━━ Provided information

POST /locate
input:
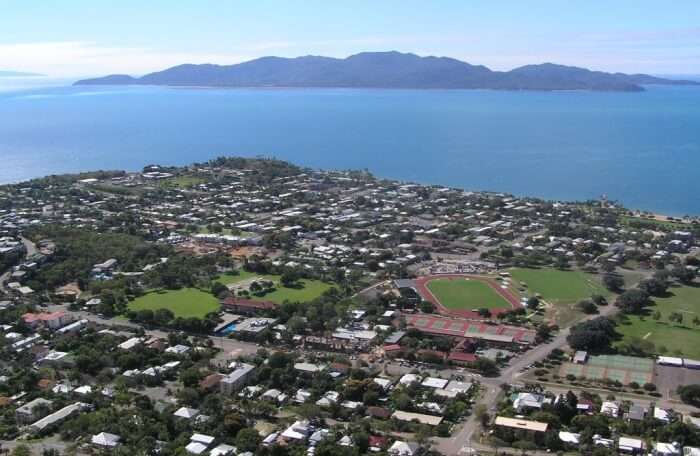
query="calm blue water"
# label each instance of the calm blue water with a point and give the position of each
(640, 148)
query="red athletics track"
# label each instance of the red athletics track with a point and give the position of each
(507, 294)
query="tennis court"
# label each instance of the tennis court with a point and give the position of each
(624, 369)
(458, 327)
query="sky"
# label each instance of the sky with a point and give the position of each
(78, 38)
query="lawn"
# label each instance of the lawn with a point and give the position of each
(679, 339)
(185, 303)
(181, 182)
(559, 287)
(308, 291)
(462, 294)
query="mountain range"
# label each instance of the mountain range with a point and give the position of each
(389, 70)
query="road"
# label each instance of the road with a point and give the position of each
(228, 346)
(462, 438)
(491, 389)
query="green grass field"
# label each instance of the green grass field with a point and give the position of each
(684, 338)
(310, 290)
(181, 182)
(187, 302)
(462, 294)
(559, 287)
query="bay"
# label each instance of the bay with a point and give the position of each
(641, 148)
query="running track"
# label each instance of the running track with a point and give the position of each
(507, 294)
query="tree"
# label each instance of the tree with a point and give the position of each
(690, 394)
(587, 306)
(162, 317)
(544, 331)
(654, 286)
(632, 301)
(247, 439)
(599, 300)
(190, 377)
(613, 282)
(533, 302)
(427, 307)
(22, 450)
(290, 278)
(595, 334)
(218, 289)
(683, 274)
(676, 317)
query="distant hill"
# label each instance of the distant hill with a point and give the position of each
(386, 70)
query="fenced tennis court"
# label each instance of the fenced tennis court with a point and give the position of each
(624, 369)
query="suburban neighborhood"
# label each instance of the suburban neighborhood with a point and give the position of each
(254, 307)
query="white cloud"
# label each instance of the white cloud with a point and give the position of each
(79, 58)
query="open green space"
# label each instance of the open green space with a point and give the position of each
(557, 286)
(308, 290)
(466, 294)
(181, 182)
(185, 303)
(668, 337)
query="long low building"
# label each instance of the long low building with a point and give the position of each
(527, 425)
(57, 416)
(419, 417)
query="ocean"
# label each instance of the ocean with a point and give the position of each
(642, 148)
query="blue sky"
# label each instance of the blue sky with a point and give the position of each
(72, 38)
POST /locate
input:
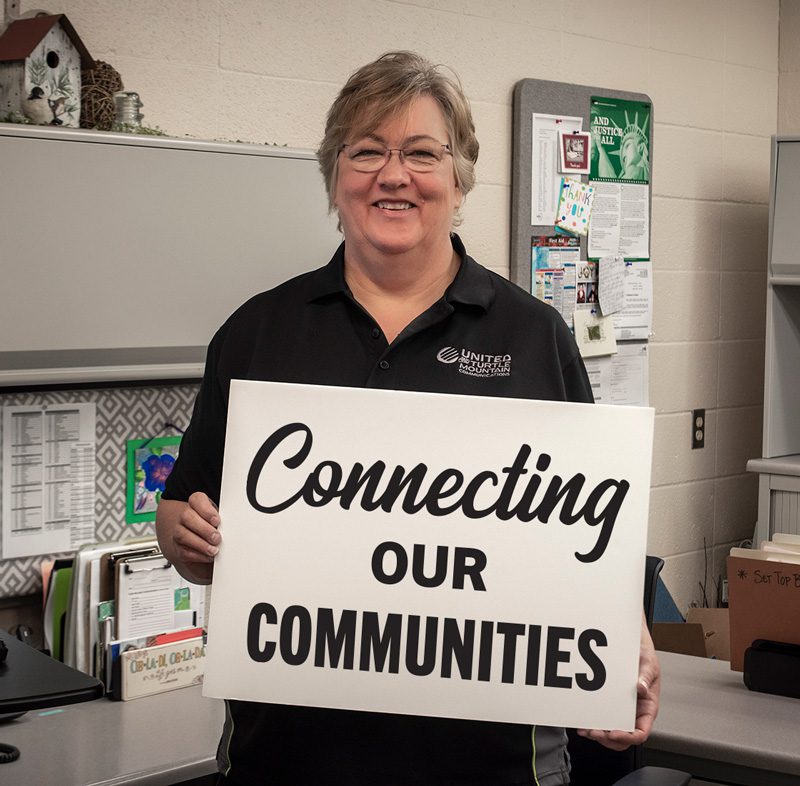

━━━━

**Prompt**
Would you copy out the data exactly, leaving every picture out?

**Answer area**
POST /locate
input:
query="calm blue water"
# label each instance of the calm blue water with a point and give the position of each
(640, 148)
query="red athletics track"
# label each instance of the red athletics track with a point and give the position of each
(507, 294)
query="tennis court"
# label each instance of the tennis court with a point and give the position of each
(624, 369)
(458, 327)
query="sky"
# label each instance of the sky with a point and give the position of each
(78, 38)
query="lawn"
# label each instance of the lawn with a point and give the position of each
(679, 339)
(185, 303)
(181, 182)
(559, 287)
(308, 291)
(462, 294)
query="mountain range"
# label each instance of the mountain range with a point and give the position of each
(389, 70)
query="road"
# label each instance of the road with a point and give the position of each
(228, 346)
(462, 438)
(491, 389)
query="green grass field"
# label each instance of the green grass field with a point and give the position of each
(684, 338)
(310, 290)
(181, 182)
(187, 302)
(462, 294)
(559, 287)
query="bay"
# label each instance of the bay with a point and give the position of each
(641, 148)
query="running track"
# label each instance of the running track with a point and give the position of each
(507, 294)
query="tree"
# label each instance of the tree with a point and give the position of each
(690, 394)
(587, 306)
(162, 317)
(544, 331)
(654, 286)
(632, 301)
(247, 439)
(599, 300)
(190, 377)
(613, 282)
(533, 302)
(427, 307)
(22, 450)
(290, 278)
(595, 334)
(218, 289)
(683, 274)
(676, 317)
query="distant hill"
# label each instance of the distant hill with a point and give the position of each
(386, 70)
query="fenced tennis court"
# label each instance of the fenced tennis court with a point and give the position of each
(624, 369)
query="suburban neighborhood"
# label each instance of the suburban neighborhood with a point and give the position of each
(254, 307)
query="white cloud"
# label each instance of the white cloud with a point and give the position of each
(79, 58)
query="open green space"
# label each instance of the open green space with a point and give the position of each
(557, 286)
(308, 290)
(466, 294)
(181, 182)
(185, 303)
(668, 337)
query="long low building"
# label each instance of the long low building with a point and give the position of each
(527, 425)
(57, 416)
(419, 417)
query="ocean"
# label each instance of the ocean with a point and give the position of each
(642, 148)
query="blue sky"
# label each instance of the blue sky with a point and give the position of each
(72, 38)
POST /locate
input:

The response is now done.